The personality disordered individual is often aware that he or she lacks appropriate self-control and that their abusive behavior is less than satisfactory in the eyes of the Non-PD. They may fear that their behavior will result in negative consequences, increased conflict, loss of trust and respect or even loss of the relationship. They often want to make amends and wish for a better result. However, most prefer not to confront the root of the problem and want to avoid the unattractive prospect of endless psycho-analysis, admitting their failings, being treated like a problem, being forced to take medications, being regarded as someone who has a "mental problem". So they straddle the line of acceptability, trying to maintain the status quo, occasionally trying to "make up for it" when they perceive they may have crossed the line. Once in a while, the Non-PD may blow a fuse and put their foot down or threaten to leave, but it is typically short-lived. Like the person who builds a house in the flood zone, they hope they can "ride out" the occasional storm and get what they want without having to change.

The non-personality disordered individual (or Non-PD) is typically worn out by broken promises and persistent abuse and looks for a sign - any sign - that their investment in the relationship is not in vain. They are like the person who goes to see a movie which turns out to be a big disappointment. Having spent the money to get in, they will stay seated to the end in the hope that there will be some redeeming quality to the movie before it is over. The Non-PD may hold out hope for a loving, reciprocating relationship and may amplify that hope to the point where they will overlook abuse and cling to any sign from the PD that there may be a chance of redemption. The personality-disordered individual may occasionally oblige, often out of a sense of fear, obligation and guilt, giving the Non-PD exactly what they want. Jackpot. Like the gambler in the casino, this will encourage them to keep feeding the machine long after the jackpot has been spent.

In both cases, the parties are victims of intermittent reinforcement, They have the tendency to amplify a belief in what they hope will happen over what they observe has happened. Intermittent reinforcement nourishes that hope and the status quo is preserved.

The antidote to intermittent reinforcement is consistency. Consistency requires you to detach your emotions from your intellect and make decisions that you will behave and respond in a certain way even if it doesn't feel good. Consistency requires sober judgment and a resolve to do what makes sense rather than to do what feels good.

Consistent reinforcement will rarely get you a reward in the form of a thank-you from the personality-disordered individual in your life. However, the reward will come in the long run in the form of consistent behavior of their part - if only to avoid bad consequences of bad behavior.

Coping with Intermittent Reinforcement - What NOT to Do:

  • Don't make empty threats. These are the rocket fuel of intermittent reinforcement. Don't threaten consequences that you are not willing to follow through with 100%.
  • Don't make rash promises. Commit to doing 100% of the things you say you are going to do.
  • Don't repeat threats or promises. Say them once and then follow through with them.
  • Don't make lots of threats and conditions. It's better to have one boundary that you keep than 100 that you intermittently reinforce.
  • Don't intermittently reinforce other third parties. This will only demonstrate weakness.
  • Don't nag. You are asking to be intermittently reinforced.
  • Don't beg. Ask for what you want once and if you don't get it then take back your power and go get it yourself.
  • Don't keep feeding a machine that only pays out 90% of what you put in.
  • Don't build your house in the flood plain. Offers that sound too good to be true usually are.
  • Stop trusting your gut. Trust what works.

Coping with Intermittent Reinforcement - What TO Do:

  • Forgive yourself for your past mistakes and learn what works.
  • Hold your boundaries and keep your promises even when it feels uncomfortable. Remember that you are investing in the "next time"
  • Like a person walking into a casino, decide how much you are willing to lose before you will walk away.

### Prompt 1:
Answer these questions using the passage on intermittent reinforcement:
(a) What does the passage name as the antidote to intermittent reinforcement?
(b) In the list of what not to do, what are empty threats called?
(c) What does the person at the disappointing movie hope for by staying seated to the end?
### Prompt 2:
Retype the passage on intermittent reinforcement from "In both cases, the" up to and including "what feels good.".

(Items listed in a dataset)
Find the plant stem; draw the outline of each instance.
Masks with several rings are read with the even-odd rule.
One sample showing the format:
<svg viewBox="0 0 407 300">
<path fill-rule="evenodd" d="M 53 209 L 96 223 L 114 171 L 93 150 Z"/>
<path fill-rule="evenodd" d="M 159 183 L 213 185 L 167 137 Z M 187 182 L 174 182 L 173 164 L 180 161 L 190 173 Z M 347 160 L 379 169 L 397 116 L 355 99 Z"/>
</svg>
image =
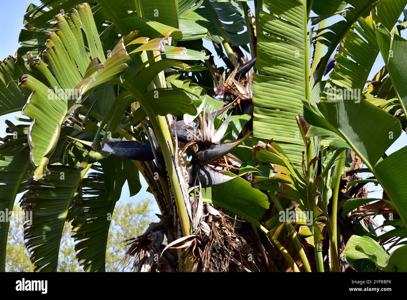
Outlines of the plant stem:
<svg viewBox="0 0 407 300">
<path fill-rule="evenodd" d="M 298 268 L 298 266 L 297 265 L 295 262 L 294 261 L 293 258 L 290 255 L 290 254 L 287 251 L 287 250 L 284 248 L 284 246 L 280 243 L 280 242 L 278 241 L 275 237 L 269 235 L 269 231 L 267 230 L 267 228 L 262 225 L 259 223 L 255 224 L 254 225 L 264 232 L 266 235 L 269 236 L 271 241 L 271 243 L 278 249 L 278 251 L 280 251 L 280 253 L 282 255 L 293 271 L 294 272 L 300 272 L 300 271 Z"/>
<path fill-rule="evenodd" d="M 338 214 L 338 196 L 339 194 L 339 185 L 341 183 L 341 175 L 342 175 L 342 168 L 345 161 L 345 150 L 342 151 L 336 164 L 336 182 L 333 190 L 332 196 L 332 214 L 331 216 L 331 223 L 332 224 L 332 233 L 333 236 L 334 246 L 335 251 L 338 251 L 337 229 L 337 228 Z"/>
<path fill-rule="evenodd" d="M 157 135 L 158 142 L 160 143 L 162 150 L 164 160 L 165 161 L 170 181 L 174 193 L 174 197 L 177 205 L 178 215 L 179 216 L 182 233 L 184 236 L 188 235 L 190 234 L 189 218 L 186 211 L 186 207 L 185 207 L 184 195 L 182 194 L 178 176 L 177 175 L 177 171 L 175 170 L 175 166 L 174 165 L 171 152 L 170 150 L 169 144 L 172 143 L 172 141 L 168 141 L 166 139 L 162 131 L 161 130 L 160 126 L 156 118 L 155 115 L 154 113 L 153 110 L 150 106 L 148 102 L 145 100 L 142 95 L 138 90 L 132 85 L 124 80 L 120 79 L 116 79 L 115 81 L 115 83 L 121 85 L 133 94 L 137 101 L 140 104 L 141 107 L 143 108 L 151 122 L 155 134 Z M 167 130 L 168 130 L 168 126 L 164 129 L 166 129 Z"/>
<path fill-rule="evenodd" d="M 270 195 L 270 198 L 271 198 L 273 203 L 277 210 L 280 212 L 284 211 L 284 209 L 283 208 L 282 205 L 281 205 L 281 203 L 274 195 L 274 193 L 271 192 L 269 193 L 269 194 Z M 293 224 L 291 223 L 291 222 L 287 221 L 284 222 L 284 225 L 285 225 L 286 228 L 287 228 L 287 230 L 290 234 L 290 236 L 291 236 L 291 239 L 292 240 L 294 245 L 295 246 L 295 249 L 298 253 L 300 258 L 302 262 L 302 265 L 304 266 L 304 270 L 305 270 L 306 272 L 311 272 L 311 267 L 309 264 L 309 262 L 308 261 L 305 251 L 304 251 L 304 248 L 302 248 L 301 241 L 300 240 L 300 238 L 298 237 L 295 230 L 294 229 Z"/>
</svg>

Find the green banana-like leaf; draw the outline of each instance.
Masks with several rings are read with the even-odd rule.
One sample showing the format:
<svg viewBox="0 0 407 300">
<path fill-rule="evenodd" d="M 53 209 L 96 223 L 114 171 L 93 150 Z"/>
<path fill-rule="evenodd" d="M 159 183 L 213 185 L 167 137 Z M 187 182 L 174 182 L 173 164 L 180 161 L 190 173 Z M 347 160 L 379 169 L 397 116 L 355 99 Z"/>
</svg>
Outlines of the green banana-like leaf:
<svg viewBox="0 0 407 300">
<path fill-rule="evenodd" d="M 295 117 L 310 95 L 306 1 L 266 0 L 264 5 L 275 14 L 260 14 L 256 66 L 264 75 L 254 75 L 253 134 L 278 141 L 300 165 L 304 146 Z"/>
<path fill-rule="evenodd" d="M 383 247 L 372 238 L 356 235 L 350 237 L 341 254 L 342 259 L 351 265 L 354 260 L 363 258 L 383 265 L 388 256 Z"/>
<path fill-rule="evenodd" d="M 141 15 L 168 26 L 178 28 L 178 0 L 137 0 Z"/>
<path fill-rule="evenodd" d="M 82 196 L 69 212 L 77 258 L 88 272 L 105 271 L 109 227 L 124 180 L 121 159 L 110 157 L 101 164 L 82 181 Z"/>
<path fill-rule="evenodd" d="M 391 24 L 389 26 L 392 28 L 406 4 L 406 0 L 382 0 L 376 8 L 377 15 L 372 14 L 365 19 L 359 18 L 353 24 L 335 55 L 337 63 L 328 81 L 334 89 L 337 86 L 352 91 L 363 88 L 379 51 L 374 20 L 380 21 L 385 14 L 387 23 Z"/>
<path fill-rule="evenodd" d="M 0 62 L 0 115 L 21 110 L 30 93 L 18 86 L 18 77 L 31 74 L 20 55 L 9 56 Z"/>
<path fill-rule="evenodd" d="M 258 223 L 269 208 L 267 196 L 240 177 L 217 186 L 212 201 L 215 205 L 232 212 L 254 224 Z"/>
<path fill-rule="evenodd" d="M 216 44 L 224 41 L 238 46 L 249 42 L 247 31 L 242 32 L 245 21 L 242 4 L 239 2 L 204 0 L 202 6 L 183 18 L 207 29 L 208 34 L 206 38 Z"/>
<path fill-rule="evenodd" d="M 0 272 L 5 270 L 6 247 L 10 224 L 9 212 L 13 210 L 17 195 L 25 187 L 31 165 L 28 152 L 8 147 L 0 150 Z M 22 220 L 21 220 L 22 221 Z"/>
<path fill-rule="evenodd" d="M 29 183 L 20 205 L 24 211 L 32 213 L 31 223 L 25 225 L 24 238 L 27 240 L 26 247 L 31 254 L 34 271 L 56 271 L 68 210 L 87 170 L 53 167 L 46 179 Z"/>
<path fill-rule="evenodd" d="M 382 266 L 382 271 L 385 272 L 407 271 L 407 261 L 405 259 L 406 253 L 407 245 L 402 246 L 394 250 L 387 258 L 385 264 Z"/>
<path fill-rule="evenodd" d="M 398 120 L 363 99 L 359 103 L 331 99 L 317 107 L 306 109 L 306 120 L 333 131 L 346 141 L 374 175 L 407 226 L 407 190 L 403 183 L 407 177 L 400 171 L 407 166 L 407 147 L 381 158 L 401 134 Z"/>
<path fill-rule="evenodd" d="M 390 79 L 405 114 L 407 111 L 407 85 L 405 84 L 407 80 L 405 72 L 407 40 L 398 34 L 394 34 L 392 39 L 389 31 L 383 27 L 377 29 L 376 35 Z"/>
<path fill-rule="evenodd" d="M 197 109 L 186 93 L 179 88 L 156 88 L 144 94 L 156 115 L 197 114 Z"/>
<path fill-rule="evenodd" d="M 44 52 L 56 79 L 46 64 L 39 60 L 30 66 L 48 79 L 48 85 L 30 75 L 23 76 L 20 84 L 20 87 L 32 92 L 23 112 L 34 120 L 28 138 L 31 163 L 37 167 L 34 172 L 35 179 L 46 173 L 46 166 L 59 136 L 61 126 L 77 98 L 80 99 L 85 91 L 92 90 L 128 69 L 127 63 L 130 57 L 123 40 L 107 59 L 90 7 L 80 4 L 77 8 L 68 19 L 57 16 L 58 22 L 55 26 L 58 30 L 50 35 L 50 40 L 47 42 L 49 47 Z M 85 33 L 92 60 L 85 51 L 81 29 Z"/>
<path fill-rule="evenodd" d="M 374 240 L 368 236 L 353 235 L 348 241 L 342 258 L 351 265 L 355 260 L 365 259 L 371 260 L 376 267 L 384 272 L 405 272 L 407 245 L 395 249 L 390 255 Z"/>
<path fill-rule="evenodd" d="M 392 1 L 395 0 L 390 0 Z M 335 15 L 341 15 L 344 20 L 319 28 L 315 31 L 317 36 L 315 40 L 328 47 L 326 53 L 321 61 L 321 65 L 318 70 L 317 82 L 322 79 L 325 67 L 332 53 L 335 51 L 338 45 L 341 43 L 345 35 L 354 23 L 360 18 L 365 18 L 368 15 L 370 11 L 375 7 L 379 1 L 380 0 L 346 0 L 346 2 L 350 5 L 347 6 L 344 9 L 340 9 L 336 13 L 333 14 Z M 387 0 L 384 0 L 384 2 L 386 1 Z M 335 3 L 337 2 L 337 1 L 335 1 Z M 327 7 L 326 4 L 324 4 L 324 6 Z M 330 15 L 329 15 L 321 18 L 315 18 L 313 20 L 312 24 L 315 24 Z"/>
<path fill-rule="evenodd" d="M 314 0 L 312 2 L 313 11 L 318 15 L 325 16 L 343 9 L 347 3 L 344 0 Z"/>
</svg>

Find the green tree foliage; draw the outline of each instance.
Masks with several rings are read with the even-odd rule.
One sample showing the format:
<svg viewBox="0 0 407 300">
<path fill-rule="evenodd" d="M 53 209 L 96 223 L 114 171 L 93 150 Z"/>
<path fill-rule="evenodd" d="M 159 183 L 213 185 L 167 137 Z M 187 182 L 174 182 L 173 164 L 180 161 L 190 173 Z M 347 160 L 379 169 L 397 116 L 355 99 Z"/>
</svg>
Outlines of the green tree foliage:
<svg viewBox="0 0 407 300">
<path fill-rule="evenodd" d="M 151 222 L 151 201 L 142 200 L 138 203 L 130 202 L 119 204 L 112 216 L 107 249 L 107 272 L 128 271 L 124 268 L 120 260 L 125 251 L 123 241 L 140 235 Z M 21 212 L 19 206 L 15 206 L 14 212 Z M 133 224 L 129 226 L 129 224 Z M 71 226 L 66 223 L 63 228 L 58 258 L 59 272 L 83 272 L 78 265 L 74 249 L 75 245 L 70 237 Z M 22 223 L 11 222 L 7 241 L 7 254 L 6 263 L 7 272 L 32 272 L 33 267 L 30 261 L 30 254 L 24 245 Z"/>
</svg>

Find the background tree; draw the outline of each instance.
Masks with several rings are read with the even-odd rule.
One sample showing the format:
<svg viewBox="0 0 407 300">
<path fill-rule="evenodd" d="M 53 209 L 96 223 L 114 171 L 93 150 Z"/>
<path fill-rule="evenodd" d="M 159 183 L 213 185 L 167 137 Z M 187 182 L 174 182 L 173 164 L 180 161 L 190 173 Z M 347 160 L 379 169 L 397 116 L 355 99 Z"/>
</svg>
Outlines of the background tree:
<svg viewBox="0 0 407 300">
<path fill-rule="evenodd" d="M 107 272 L 128 271 L 124 268 L 120 260 L 125 249 L 123 241 L 128 238 L 141 235 L 153 218 L 151 215 L 151 200 L 142 200 L 138 203 L 129 202 L 117 205 L 112 216 L 107 249 L 106 270 Z M 18 206 L 13 211 L 21 211 Z M 129 226 L 129 224 L 133 225 Z M 30 254 L 24 245 L 22 223 L 11 222 L 7 241 L 7 272 L 31 272 L 33 265 Z M 58 259 L 59 272 L 82 272 L 78 265 L 74 250 L 74 242 L 71 238 L 71 224 L 67 223 L 61 238 L 60 253 Z"/>
</svg>

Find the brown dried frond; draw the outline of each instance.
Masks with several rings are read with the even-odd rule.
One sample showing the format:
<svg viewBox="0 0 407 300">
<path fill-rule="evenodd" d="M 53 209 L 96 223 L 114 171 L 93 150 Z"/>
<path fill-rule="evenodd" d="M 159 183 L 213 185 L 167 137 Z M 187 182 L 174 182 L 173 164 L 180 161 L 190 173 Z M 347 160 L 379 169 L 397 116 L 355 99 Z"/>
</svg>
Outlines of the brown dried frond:
<svg viewBox="0 0 407 300">
<path fill-rule="evenodd" d="M 194 235 L 168 247 L 184 249 L 184 259 L 192 259 L 193 271 L 259 271 L 260 254 L 236 232 L 229 216 L 206 207 L 206 221 L 201 221 Z"/>
<path fill-rule="evenodd" d="M 127 243 L 121 260 L 123 267 L 132 264 L 131 270 L 133 271 L 171 271 L 168 261 L 165 257 L 161 257 L 163 227 L 162 223 L 152 223 L 142 235 L 125 240 L 123 243 Z"/>
</svg>

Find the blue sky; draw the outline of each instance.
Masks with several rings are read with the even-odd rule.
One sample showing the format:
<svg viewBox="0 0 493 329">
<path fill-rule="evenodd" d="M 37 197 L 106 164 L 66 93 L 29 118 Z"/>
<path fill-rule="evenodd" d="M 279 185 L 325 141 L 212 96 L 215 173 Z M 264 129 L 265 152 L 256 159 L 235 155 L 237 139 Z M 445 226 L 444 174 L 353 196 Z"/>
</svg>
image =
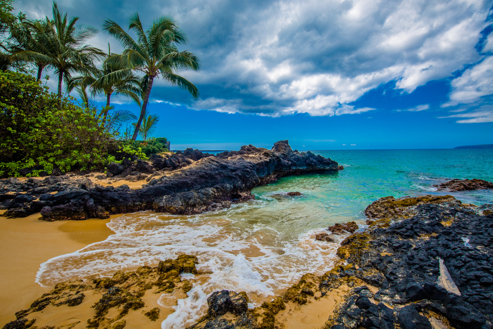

### Written reply 1:
(a) Consistency.
(b) The rocket fuel of intermittent reinforcement.
(c) That there will be some redeeming quality to the movie before it is over.

### Written reply 2:
In both cases, the parties are victims of intermittent reinforcement, They have the tendency to amplify a belief in what they hope will happen over what they observe has happened. Intermittent reinforcement nourishes that hope and the status quo is preserved.

The antidote to intermittent reinforcement is consistency. Consistency requires you to detach your emotions from your intellect and make decisions that you will behave and respond in a certain way even if it doesn't feel good. Consistency requires sober judgment and a resolve to do what makes sense rather than to do what feels good.